[Data to examine]
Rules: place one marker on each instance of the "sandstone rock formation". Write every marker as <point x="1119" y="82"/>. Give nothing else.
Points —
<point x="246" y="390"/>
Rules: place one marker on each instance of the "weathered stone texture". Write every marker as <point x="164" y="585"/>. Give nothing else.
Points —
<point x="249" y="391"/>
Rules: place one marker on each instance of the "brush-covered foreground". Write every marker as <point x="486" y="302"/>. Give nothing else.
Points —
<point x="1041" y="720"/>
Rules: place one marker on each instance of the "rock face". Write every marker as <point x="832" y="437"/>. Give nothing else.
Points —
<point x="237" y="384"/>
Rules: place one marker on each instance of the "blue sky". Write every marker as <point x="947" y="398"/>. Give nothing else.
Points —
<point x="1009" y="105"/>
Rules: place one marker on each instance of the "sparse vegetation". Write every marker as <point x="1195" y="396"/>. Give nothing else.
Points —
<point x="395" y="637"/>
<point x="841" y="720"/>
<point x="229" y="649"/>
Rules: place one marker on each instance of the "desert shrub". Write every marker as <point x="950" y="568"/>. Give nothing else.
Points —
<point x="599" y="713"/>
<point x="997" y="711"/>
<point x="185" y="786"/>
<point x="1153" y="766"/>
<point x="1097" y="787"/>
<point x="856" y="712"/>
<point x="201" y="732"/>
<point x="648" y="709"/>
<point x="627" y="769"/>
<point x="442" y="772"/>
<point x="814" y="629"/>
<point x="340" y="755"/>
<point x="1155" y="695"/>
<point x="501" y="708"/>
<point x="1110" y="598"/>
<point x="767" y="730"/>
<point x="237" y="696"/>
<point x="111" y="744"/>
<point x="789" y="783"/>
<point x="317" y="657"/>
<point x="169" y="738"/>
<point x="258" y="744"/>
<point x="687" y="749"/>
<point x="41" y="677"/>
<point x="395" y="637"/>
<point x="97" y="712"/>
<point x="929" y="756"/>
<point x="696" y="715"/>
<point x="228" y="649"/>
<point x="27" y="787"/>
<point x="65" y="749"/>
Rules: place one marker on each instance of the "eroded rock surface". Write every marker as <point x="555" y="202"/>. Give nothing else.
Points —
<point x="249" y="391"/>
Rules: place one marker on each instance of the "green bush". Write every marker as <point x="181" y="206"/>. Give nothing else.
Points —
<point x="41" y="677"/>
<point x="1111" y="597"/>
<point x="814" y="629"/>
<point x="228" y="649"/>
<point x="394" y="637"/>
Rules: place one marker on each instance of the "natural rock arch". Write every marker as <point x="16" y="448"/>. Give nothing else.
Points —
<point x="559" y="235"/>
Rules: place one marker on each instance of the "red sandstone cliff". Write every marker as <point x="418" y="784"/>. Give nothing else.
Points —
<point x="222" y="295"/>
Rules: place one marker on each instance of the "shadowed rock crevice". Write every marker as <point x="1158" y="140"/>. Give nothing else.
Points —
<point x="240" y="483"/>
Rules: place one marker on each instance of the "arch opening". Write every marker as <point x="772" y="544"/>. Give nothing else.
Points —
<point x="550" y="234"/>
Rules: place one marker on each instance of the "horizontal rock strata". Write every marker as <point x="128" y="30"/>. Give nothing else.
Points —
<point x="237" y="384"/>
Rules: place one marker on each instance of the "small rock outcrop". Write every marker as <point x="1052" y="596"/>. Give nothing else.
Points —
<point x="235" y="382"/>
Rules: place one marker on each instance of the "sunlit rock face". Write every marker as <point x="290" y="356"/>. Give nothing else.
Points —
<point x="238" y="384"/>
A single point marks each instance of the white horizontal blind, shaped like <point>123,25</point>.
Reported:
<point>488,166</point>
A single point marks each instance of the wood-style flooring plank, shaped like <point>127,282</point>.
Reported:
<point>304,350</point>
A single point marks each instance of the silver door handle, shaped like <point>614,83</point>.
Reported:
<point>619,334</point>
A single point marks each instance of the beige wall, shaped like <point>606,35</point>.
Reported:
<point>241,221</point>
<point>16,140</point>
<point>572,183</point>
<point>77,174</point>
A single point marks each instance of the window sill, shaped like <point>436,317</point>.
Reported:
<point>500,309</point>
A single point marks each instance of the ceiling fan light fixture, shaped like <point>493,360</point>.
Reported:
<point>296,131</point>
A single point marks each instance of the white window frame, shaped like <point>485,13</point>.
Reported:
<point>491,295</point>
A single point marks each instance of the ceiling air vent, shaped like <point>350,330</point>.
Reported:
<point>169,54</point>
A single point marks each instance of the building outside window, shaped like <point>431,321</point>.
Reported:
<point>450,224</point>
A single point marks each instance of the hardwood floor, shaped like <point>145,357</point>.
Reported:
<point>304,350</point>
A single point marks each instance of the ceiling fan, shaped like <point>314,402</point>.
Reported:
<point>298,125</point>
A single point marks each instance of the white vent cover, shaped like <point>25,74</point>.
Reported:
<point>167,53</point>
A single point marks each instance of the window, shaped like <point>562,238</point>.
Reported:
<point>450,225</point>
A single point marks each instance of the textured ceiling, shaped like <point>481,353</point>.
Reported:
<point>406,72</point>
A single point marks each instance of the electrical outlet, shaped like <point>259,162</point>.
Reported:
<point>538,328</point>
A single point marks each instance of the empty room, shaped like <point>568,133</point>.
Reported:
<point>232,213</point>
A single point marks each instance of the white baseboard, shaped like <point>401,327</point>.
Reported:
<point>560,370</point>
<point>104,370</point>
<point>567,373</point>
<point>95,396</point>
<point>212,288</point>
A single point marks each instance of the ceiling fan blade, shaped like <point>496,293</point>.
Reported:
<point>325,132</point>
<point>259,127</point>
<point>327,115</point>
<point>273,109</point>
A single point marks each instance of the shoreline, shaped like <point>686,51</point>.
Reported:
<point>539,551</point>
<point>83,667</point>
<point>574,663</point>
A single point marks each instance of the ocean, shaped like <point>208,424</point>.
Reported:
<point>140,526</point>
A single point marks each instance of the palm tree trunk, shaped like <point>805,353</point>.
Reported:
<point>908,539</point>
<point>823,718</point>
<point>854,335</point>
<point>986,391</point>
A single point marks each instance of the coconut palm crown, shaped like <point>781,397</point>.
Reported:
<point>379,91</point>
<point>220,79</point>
[/Data to examine]
Exercise: In the material, find each line with the word "vent" and list it.

Solution for this problem:
A single point marks each instance of the ceiling air vent, shaped like <point>350,330</point>.
A single point marks each instance of the white vent cover, shaped like <point>25,74</point>.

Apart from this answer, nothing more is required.